§ YOUR INSTRUCTIONS
Repeat every line of the data exactly; the pictures stay out.

§ INFORMATION SHOWN
□ □ □ □ □ □ □
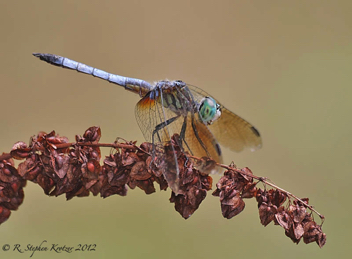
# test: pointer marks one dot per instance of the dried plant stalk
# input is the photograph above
(74, 169)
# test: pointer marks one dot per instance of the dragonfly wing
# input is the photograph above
(200, 142)
(151, 117)
(234, 132)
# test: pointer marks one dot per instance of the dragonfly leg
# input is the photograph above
(182, 138)
(156, 132)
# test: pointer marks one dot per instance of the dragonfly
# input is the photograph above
(167, 108)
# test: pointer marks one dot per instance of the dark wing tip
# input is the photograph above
(255, 131)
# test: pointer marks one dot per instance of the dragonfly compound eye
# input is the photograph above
(209, 110)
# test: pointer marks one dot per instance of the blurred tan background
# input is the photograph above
(285, 66)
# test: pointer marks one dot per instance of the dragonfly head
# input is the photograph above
(209, 110)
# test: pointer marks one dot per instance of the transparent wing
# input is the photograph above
(158, 124)
(230, 130)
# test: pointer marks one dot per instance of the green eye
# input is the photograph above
(209, 110)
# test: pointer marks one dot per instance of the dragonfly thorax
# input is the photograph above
(175, 96)
(209, 110)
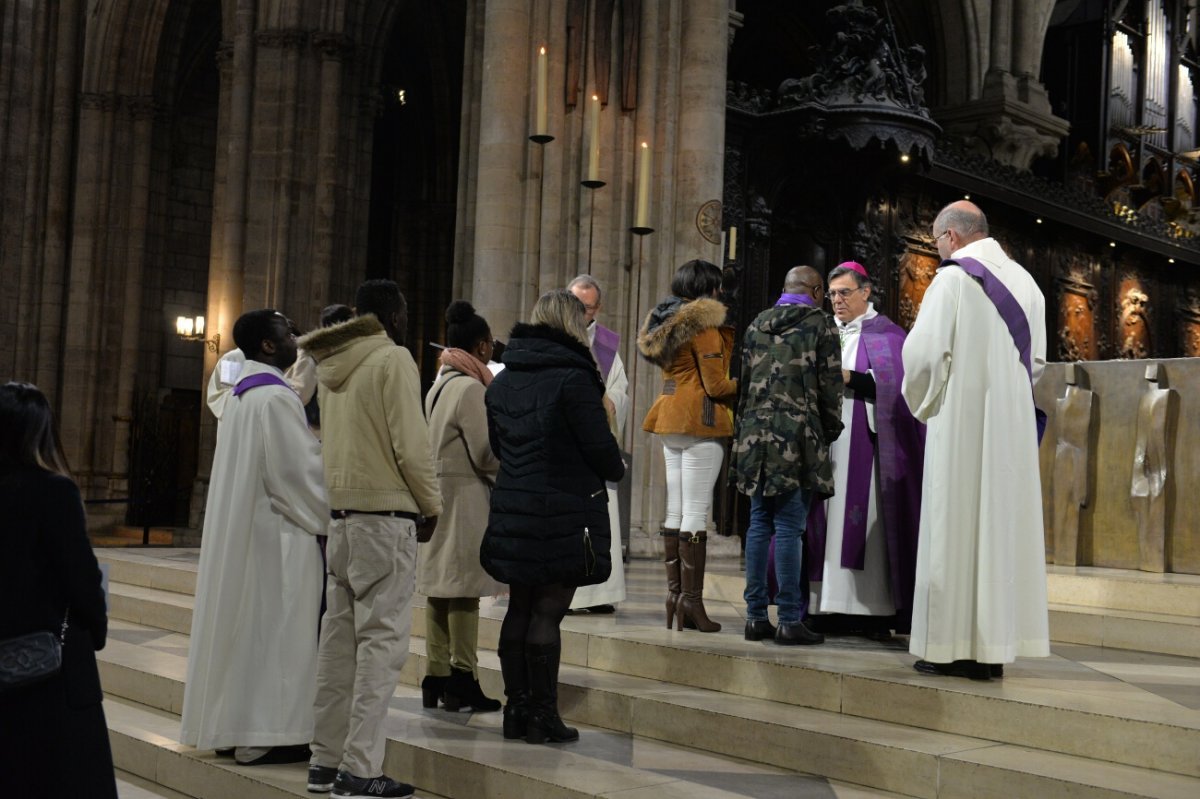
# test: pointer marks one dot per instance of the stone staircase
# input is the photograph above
(682, 714)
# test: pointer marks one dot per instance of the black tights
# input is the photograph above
(534, 613)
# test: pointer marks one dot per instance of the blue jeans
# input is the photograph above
(783, 515)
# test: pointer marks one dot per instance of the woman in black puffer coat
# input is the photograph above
(547, 532)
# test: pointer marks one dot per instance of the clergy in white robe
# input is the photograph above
(981, 593)
(252, 660)
(605, 343)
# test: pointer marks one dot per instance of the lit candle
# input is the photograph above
(541, 91)
(642, 210)
(594, 144)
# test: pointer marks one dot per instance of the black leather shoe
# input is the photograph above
(967, 668)
(792, 634)
(760, 629)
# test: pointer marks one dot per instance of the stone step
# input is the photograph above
(1159, 632)
(1102, 719)
(455, 755)
(886, 756)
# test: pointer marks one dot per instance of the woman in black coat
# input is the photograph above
(52, 733)
(547, 532)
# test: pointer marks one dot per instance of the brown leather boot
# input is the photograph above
(671, 559)
(693, 554)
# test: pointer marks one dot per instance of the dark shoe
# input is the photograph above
(516, 689)
(462, 691)
(760, 629)
(271, 755)
(321, 779)
(348, 786)
(432, 688)
(693, 557)
(546, 727)
(969, 668)
(792, 634)
(516, 716)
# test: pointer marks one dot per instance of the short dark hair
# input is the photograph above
(336, 313)
(253, 326)
(27, 430)
(465, 328)
(379, 296)
(696, 278)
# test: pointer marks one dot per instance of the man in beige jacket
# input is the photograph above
(383, 491)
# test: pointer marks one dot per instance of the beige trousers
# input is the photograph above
(364, 638)
(451, 635)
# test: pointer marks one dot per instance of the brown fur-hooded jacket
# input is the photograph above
(693, 346)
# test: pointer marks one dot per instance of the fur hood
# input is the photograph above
(673, 323)
(340, 349)
(323, 342)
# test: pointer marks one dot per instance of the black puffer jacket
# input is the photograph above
(549, 520)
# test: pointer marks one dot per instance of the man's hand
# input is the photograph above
(425, 529)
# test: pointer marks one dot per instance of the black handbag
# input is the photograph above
(30, 658)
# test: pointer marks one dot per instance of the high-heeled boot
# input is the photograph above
(545, 724)
(693, 556)
(516, 689)
(671, 559)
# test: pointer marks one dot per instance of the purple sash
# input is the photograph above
(262, 378)
(604, 347)
(1014, 319)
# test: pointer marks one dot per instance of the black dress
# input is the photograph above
(549, 520)
(53, 736)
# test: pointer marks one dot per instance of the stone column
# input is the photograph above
(505, 112)
(700, 158)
□ □ □ □ □ □ □
§ OUTPUT OF THE TASK
# test: pointer marks one dot per instance of the dried plant stalk
# input is the photograph above
(74, 169)
# test: pointer marks one dot per instance of the dragonfly wing
# input is the photograph above
(200, 142)
(151, 117)
(234, 132)
# test: pointer marks one dot per instance of the dragonfly leg
# input is the photograph above
(182, 138)
(156, 132)
# test: pointer marks one dot per instance of the dragonfly
# input is the photograph above
(167, 108)
# test: pointer marks one dot per instance of the dark wing tip
# input is the photograph above
(255, 131)
# test: pointer marks one dot per instance of the dragonfly compound eye
# input is the photograph above
(209, 110)
# test: pointer marks one dot per instance of the blurred tan background
# input is the photograph above
(285, 66)
# test: pointer marks one dot per instance of the dragonfly head
# input is the photograph above
(209, 110)
# test: pointer marks one dot per instance of the transparent wing
# input is the photograph above
(158, 124)
(230, 130)
# test: pointer marks one dot per instance of the green eye
# input is the photograph above
(209, 110)
# test: pointer marks one dot per instance of the dragonfly thorax
# input is the photograph above
(175, 96)
(209, 110)
# test: pointer marks one dot per instance of the stone staircase
# input is the photograph above
(682, 714)
# test: pointer marks one dot per instance of the black tights
# input is the photograph above
(534, 613)
# test: pointer marks one dot per instance of the blue jeans
# input is the photograph above
(783, 515)
# test: pointer marks one dot per instance of the woman in black puffer coat
# input is the photograph above
(547, 532)
# test: pointer marks one dot per instance of the clergy in white robe
# input is the photograph above
(981, 593)
(252, 660)
(605, 343)
# test: pointer marks one dot per instance of the lit candle
# input is the photograph above
(541, 91)
(642, 210)
(594, 144)
# test: pointer marks one dot per instance of the black leather shoe
# input is the photograph above
(967, 668)
(792, 634)
(760, 629)
# test: pointer marks one dot per instance of the stone step
# input is the photograph above
(1159, 632)
(1102, 719)
(455, 755)
(886, 756)
# test: pointer marks one dot per instance of the woman in black coat
# input is the photograph above
(52, 733)
(547, 532)
# test: pointer marks one dot per instance of the brown leather boot
# input is the photograph above
(671, 559)
(693, 554)
# test: pointer marks one dot per instance of the dark shoe
# input is the photograph above
(516, 689)
(462, 691)
(760, 629)
(271, 755)
(321, 779)
(348, 786)
(432, 688)
(693, 557)
(546, 727)
(969, 668)
(792, 634)
(516, 716)
# test: pointer marks one dot per instance of the short dark hair
# input is the photograph above
(336, 313)
(253, 326)
(27, 430)
(465, 328)
(379, 296)
(696, 278)
# test: pointer marks one dot per instance of the man in beige jacket
# input is the photograph above
(383, 491)
# test: pointer marks one dot per instance of the beige trousers
# input is the photograph above
(364, 638)
(451, 635)
# test: pointer marks one dot per instance of the brown fur-hooded jacket
# input is the photograph above
(693, 346)
# test: pointer marks one dot per instance of the fur hood
# input is the photograph above
(673, 323)
(340, 349)
(323, 342)
# test: pointer marks one dot per instance of the black puffer jacket
# input is the photograph above
(549, 520)
# test: pointer marks one dot per instance of the man's hand
# input is the photograph above
(425, 529)
# test: pointer marks one dot per instance of the black handbag
# input is the photograph above
(30, 658)
# test: pointer marks one dot per instance of the high-heeled boot
# input is the photograph above
(545, 724)
(693, 556)
(516, 689)
(671, 559)
# test: pointer marks one dot per instance of the purple sash
# input is the photograph above
(262, 378)
(604, 347)
(1014, 319)
# test: pointer marks one dot per instance of the black dress
# input is the photograph above
(549, 520)
(53, 736)
# test: pointer marks one dot per instance of the stone column
# input is the photograph above
(505, 112)
(700, 158)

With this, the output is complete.